To do:
In the Quebec soccer league article, turn the paragraph beginning "The senior men's division was composed" into a short bulleted list that keeps its main facts.

Ligue de Soccer Élite Quebec
- Founded: 1992
- Folded: 2024
- Country: Canada
- Divisions: 1st Division 2nd Division
- Relegation to: 7 regional AA leagues
- Website: LSEQ

= Ligue de soccer élite du Québec =

The Ligue de soccer élite du Québec (lit. 'Quebec Elite Soccer League') was the top amateur league in Quebec, operating at a level below the semi-professional Ligue1 Québec. It operates a number of youth and gender specific divisions and is operated by the Fédération du Soccer du Québec. In 2025, the league was merged into LS Pro with teams joining the new Ligue2 and Ligue3 divisions.

The senior men's division was composed of a first and second division. There was promotion and relegation between the two divisions and between the second division and the regional AA leagues. The senior female division consisted of a single division.

Given material:
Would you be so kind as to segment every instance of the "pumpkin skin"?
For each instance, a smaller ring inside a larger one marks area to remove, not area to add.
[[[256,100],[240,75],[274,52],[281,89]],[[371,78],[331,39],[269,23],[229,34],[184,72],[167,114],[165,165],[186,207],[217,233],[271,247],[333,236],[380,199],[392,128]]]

Output below:
- Senior men's division: a first and a second division
- Promotion and relegation between the first and second divisions
- Promotion and relegation between the second division and the regional AA leagues
- Senior female division: a single division